[Begin]

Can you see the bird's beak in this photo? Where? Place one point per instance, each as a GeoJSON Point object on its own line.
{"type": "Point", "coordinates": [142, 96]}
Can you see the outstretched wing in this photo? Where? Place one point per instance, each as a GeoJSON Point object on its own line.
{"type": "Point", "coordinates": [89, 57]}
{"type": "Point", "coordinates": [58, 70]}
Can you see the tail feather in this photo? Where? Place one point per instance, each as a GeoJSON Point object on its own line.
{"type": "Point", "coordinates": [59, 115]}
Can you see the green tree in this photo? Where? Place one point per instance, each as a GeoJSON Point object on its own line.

[End]

■ **What you will do**: Rewrite all the entries above with "instance" changed to "occurrence" everywhere it occurs, keeping every other word as it is.

■ **Full solution**:
Can you see the bird's beak in this photo? Where? Place one point per occurrence, each as a GeoJSON Point object on its own line.
{"type": "Point", "coordinates": [142, 96]}
Can you see the outstretched wing in this photo? Where? Place one point per occurrence, each as a GeoJSON Point object on its own line.
{"type": "Point", "coordinates": [89, 57]}
{"type": "Point", "coordinates": [58, 70]}
Can you see the tail feather in this photo? Where? Place one point per occurrence, each as a GeoJSON Point object on its own line.
{"type": "Point", "coordinates": [59, 115]}
Can you see the green tree in this photo? Where? Place one point per occurrence, each as a GeoJSON Point object on its own line.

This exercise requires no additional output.